──────── Selected passage

Picture a bird flapping its wings only to stay suspended in one place in the air: though it is clearly dynamic, it still results in a stationary condition
Could this be our elusive fitness parameter? If so, it should suggest a way to restate the biological principle of the survival of the fittest. So let’s try this version: the faster we can achieve a state far from equilibrium, the fitter we are. In fact, this way of thinking about biology was anticipated by the 1977 chemistry Nobel laureate Ilya Prigogine. He thought that nature selects the adaptations that maximise entropy production, the dynamics that generate disorder quickest. Beyond some theoretical arguments in its favour, there is little experimental evidence that this is indeed the case. There is, in fact, some evidence to the contrary. This might be due to the difficulty of measuring entropy production in any precise way. But it could also mean there’s something wrong with the principle.
The latest chapter in the attempt to derive biology from physics comes from an Israeli physicist, Addy Pross. He suggests that, very much as inanimate matter conforms to thermodynamics by maximising entropy, living beings strive to maximise what he calls ‘kinetic stability’. This is not the same as maximising entropy production. Rather than reaching a passive state of equilibrium, as all inanimate matter inevitably does according to the Second Law, living systems achieve a dynamically stable state, but they have to keep working in order to maintain it. The dynamically stable state is fragile and needs constant re-establishment. Picture a bird flapping its wings only to stay suspended in one place in the air: this requires careful balancing, and though it is clearly dynamic, it still results in a stationary condition.
If Pross is right, we might have the ingredients to reduce the key features of evolutionary biology to chemistry. And given that chemistry is reducible to quantum physics, it seems as though we might be able to go all the way from biology to quantum physics. This would be a great achievement. However, like any great achievement, it raises questions.
We started by saying that what discriminates living from non-living systems is a sense of purpose. If biology is reducible to quantum physics, and typical quantum objects such as atoms and molecules show no sense of purpose, where does the transition occur? Where does the ‘desire’ to achieve the state of kinetic stability come from? This, of course, brings us back to square one. One easy way out is to conclude that purposefulness is simply an illusion. Pross would probably say that it is an emergent property that arises when chemistry becomes complicated enough. But given that this sense of purposefulness is how we identify life in the first place, perhaps we should resist conclusions that seem to wave it away too easily.
I don’t pretend to have answers to any of these questions. On the other hand, the speed of progress in fields that cross the boundaries between natural sciences – not least quantum biology – makes me optimistic that we will get some, sooner or later. For now we’ll just have to keep trying. As living beings, that seems to come naturally to us.

────────────────
──────── Given data

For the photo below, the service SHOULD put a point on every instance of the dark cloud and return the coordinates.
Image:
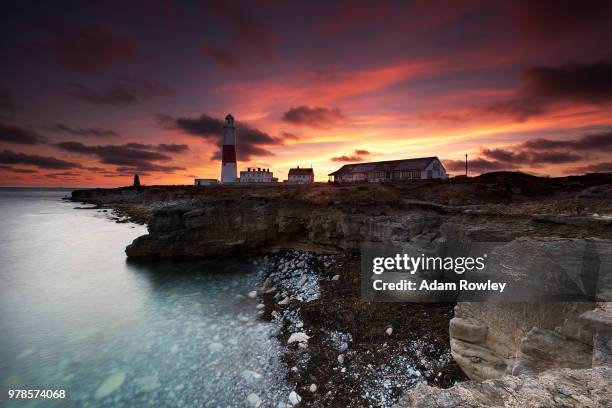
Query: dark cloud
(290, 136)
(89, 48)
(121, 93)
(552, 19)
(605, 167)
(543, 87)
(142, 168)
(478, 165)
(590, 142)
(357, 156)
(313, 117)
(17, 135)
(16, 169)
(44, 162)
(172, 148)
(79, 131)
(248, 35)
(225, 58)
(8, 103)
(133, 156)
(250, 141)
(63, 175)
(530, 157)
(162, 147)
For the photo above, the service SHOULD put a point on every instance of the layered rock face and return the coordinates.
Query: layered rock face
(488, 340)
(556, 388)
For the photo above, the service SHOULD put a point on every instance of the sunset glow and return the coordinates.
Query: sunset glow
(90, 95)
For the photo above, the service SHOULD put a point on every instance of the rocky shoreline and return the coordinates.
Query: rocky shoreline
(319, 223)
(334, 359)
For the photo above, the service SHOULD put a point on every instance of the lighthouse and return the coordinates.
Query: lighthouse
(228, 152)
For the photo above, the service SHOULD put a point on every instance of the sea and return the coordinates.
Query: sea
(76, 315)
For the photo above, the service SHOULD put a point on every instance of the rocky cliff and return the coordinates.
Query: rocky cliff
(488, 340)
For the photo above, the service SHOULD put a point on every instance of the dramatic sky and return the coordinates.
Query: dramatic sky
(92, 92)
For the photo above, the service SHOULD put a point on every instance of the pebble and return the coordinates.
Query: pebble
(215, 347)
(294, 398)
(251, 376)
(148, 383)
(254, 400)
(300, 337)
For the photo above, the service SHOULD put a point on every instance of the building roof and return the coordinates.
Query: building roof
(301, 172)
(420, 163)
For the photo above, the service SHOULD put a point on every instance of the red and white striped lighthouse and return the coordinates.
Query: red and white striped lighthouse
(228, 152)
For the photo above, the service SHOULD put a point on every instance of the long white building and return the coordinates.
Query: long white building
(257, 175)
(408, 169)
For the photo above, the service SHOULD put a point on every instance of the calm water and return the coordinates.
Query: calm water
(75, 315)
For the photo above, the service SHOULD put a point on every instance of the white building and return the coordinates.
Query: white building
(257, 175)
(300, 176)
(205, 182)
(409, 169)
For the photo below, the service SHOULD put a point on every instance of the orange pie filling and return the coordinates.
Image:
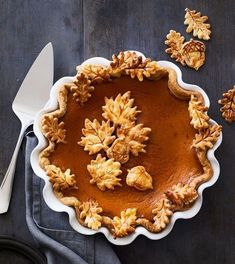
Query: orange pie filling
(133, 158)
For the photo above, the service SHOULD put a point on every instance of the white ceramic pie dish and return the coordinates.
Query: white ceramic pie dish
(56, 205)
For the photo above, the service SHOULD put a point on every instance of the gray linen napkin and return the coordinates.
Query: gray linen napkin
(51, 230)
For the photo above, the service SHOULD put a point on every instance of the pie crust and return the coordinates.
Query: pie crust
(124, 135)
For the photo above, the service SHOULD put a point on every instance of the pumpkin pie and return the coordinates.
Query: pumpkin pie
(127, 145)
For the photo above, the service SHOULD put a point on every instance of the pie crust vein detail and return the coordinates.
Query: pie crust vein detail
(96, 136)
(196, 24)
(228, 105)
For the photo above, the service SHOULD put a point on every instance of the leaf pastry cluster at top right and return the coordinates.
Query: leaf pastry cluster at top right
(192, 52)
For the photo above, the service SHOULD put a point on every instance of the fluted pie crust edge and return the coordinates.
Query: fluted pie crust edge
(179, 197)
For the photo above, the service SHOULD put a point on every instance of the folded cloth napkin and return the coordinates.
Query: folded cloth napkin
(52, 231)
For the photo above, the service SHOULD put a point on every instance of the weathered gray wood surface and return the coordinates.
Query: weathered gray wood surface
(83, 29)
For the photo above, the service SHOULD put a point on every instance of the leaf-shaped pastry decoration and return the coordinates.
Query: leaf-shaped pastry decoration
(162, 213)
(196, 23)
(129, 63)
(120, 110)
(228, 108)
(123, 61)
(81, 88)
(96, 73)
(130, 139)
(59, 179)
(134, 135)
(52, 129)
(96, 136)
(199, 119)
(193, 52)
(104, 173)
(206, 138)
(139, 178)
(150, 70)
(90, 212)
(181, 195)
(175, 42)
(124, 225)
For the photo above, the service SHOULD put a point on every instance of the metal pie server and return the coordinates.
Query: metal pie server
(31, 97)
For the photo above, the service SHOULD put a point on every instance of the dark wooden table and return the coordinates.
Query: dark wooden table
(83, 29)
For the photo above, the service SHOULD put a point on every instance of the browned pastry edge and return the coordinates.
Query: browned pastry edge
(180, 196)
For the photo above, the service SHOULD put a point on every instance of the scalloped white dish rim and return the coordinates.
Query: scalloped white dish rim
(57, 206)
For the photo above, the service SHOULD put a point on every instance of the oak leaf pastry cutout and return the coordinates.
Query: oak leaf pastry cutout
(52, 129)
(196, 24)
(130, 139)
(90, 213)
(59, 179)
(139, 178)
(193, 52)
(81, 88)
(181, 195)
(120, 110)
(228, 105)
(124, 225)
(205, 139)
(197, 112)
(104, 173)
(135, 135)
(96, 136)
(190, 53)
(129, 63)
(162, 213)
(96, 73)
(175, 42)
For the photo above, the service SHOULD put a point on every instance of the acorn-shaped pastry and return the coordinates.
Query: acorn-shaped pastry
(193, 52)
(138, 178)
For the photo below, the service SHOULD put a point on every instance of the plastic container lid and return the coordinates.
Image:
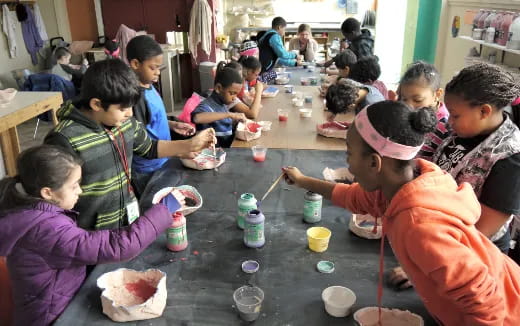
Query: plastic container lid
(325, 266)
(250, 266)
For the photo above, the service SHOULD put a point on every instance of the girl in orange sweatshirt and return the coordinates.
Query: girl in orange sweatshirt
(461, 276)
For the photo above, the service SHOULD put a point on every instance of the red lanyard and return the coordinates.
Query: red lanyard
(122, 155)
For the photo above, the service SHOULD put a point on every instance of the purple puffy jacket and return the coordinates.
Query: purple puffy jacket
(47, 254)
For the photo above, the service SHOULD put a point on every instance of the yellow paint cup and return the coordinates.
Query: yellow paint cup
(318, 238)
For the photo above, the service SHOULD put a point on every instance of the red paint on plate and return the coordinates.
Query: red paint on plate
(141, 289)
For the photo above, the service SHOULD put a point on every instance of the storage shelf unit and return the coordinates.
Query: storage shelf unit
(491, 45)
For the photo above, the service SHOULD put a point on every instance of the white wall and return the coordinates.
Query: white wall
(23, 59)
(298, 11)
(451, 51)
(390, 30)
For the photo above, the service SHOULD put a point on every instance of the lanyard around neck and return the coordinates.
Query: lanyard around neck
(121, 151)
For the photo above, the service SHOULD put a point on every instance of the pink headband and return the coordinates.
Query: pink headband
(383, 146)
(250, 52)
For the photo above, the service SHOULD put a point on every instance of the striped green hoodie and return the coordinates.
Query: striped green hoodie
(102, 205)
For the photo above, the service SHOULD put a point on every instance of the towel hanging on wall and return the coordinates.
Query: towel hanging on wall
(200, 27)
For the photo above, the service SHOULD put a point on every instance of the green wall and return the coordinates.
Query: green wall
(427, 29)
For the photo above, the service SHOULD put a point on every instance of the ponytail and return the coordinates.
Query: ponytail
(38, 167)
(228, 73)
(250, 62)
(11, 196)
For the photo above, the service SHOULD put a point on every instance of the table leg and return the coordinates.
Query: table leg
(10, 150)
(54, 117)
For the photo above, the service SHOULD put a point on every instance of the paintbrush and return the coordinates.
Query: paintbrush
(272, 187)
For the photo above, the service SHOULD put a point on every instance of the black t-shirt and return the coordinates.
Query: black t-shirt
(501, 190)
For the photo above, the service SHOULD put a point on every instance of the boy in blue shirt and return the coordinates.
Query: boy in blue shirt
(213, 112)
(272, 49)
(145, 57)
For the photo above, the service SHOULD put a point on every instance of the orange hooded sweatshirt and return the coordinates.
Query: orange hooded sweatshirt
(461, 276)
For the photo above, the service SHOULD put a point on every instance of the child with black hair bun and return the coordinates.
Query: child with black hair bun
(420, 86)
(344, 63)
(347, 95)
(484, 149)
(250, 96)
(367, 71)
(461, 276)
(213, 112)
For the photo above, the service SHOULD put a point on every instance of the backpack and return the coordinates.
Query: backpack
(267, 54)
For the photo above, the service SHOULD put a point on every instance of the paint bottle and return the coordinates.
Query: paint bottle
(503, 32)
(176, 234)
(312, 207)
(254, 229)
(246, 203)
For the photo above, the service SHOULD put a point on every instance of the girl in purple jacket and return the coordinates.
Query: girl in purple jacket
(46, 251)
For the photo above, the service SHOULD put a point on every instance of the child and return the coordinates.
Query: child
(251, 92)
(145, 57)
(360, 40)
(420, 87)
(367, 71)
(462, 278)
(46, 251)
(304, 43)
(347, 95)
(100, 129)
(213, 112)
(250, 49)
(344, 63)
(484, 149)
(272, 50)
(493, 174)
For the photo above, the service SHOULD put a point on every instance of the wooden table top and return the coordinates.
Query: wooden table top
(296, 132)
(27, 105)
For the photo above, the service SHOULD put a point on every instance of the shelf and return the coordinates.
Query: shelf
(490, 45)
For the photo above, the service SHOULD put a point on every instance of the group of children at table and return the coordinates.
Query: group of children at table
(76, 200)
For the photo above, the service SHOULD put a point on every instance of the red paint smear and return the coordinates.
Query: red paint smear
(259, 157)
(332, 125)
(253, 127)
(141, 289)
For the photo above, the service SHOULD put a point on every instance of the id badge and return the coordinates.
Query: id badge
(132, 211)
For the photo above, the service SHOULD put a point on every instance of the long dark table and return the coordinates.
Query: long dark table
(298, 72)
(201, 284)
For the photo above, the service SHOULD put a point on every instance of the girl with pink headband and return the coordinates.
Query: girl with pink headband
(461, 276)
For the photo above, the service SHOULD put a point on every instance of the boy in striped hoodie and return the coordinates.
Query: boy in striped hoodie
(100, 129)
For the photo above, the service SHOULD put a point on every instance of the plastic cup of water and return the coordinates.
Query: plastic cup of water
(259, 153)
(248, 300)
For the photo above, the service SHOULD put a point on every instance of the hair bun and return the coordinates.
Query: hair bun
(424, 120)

────────────────
──────── Given data

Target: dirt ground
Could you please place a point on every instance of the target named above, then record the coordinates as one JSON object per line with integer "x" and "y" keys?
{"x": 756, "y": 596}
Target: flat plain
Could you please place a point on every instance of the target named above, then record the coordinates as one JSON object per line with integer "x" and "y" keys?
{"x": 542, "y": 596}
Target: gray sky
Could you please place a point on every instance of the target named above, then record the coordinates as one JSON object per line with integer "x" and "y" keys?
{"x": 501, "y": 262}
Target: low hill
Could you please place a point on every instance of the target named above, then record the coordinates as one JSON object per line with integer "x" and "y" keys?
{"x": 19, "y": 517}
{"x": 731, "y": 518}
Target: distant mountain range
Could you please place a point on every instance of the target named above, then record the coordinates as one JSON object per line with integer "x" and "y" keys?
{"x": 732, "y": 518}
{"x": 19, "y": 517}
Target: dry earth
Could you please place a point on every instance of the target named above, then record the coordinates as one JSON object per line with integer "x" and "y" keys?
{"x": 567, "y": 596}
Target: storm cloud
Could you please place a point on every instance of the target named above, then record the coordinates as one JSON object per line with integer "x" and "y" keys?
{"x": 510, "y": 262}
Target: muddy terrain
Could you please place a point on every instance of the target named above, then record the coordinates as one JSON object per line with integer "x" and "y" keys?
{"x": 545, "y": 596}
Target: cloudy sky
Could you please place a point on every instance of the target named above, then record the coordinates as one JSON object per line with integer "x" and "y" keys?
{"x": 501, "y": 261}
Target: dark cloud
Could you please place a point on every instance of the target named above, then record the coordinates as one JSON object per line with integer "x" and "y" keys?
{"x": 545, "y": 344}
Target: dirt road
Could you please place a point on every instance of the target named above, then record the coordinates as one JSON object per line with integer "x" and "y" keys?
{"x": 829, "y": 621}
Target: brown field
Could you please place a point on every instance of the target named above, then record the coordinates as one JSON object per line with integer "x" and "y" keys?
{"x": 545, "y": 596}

────────────────

> Work instructions
Decide whether each statement below agrees with the passage on deriving biology from physics. For each, answer yes or no and quote the words from the passage that decide it.
1. Ilya Prigogine received the Nobel Prize in chemistry in 1977.
2. Pross treats kinetic stability as equivalent to maximizing entropy production.
3. Strong experimental evidence supports the idea that nature selects adaptations that maximize entropy production.

> Reply to the task
1. Yes: "the 1977 chemistry Nobel laureate Ilya Prigogine"
2. No: "This is not the same as maximising entropy production."
3. No: "there is little experimental evidence that this is indeed the case"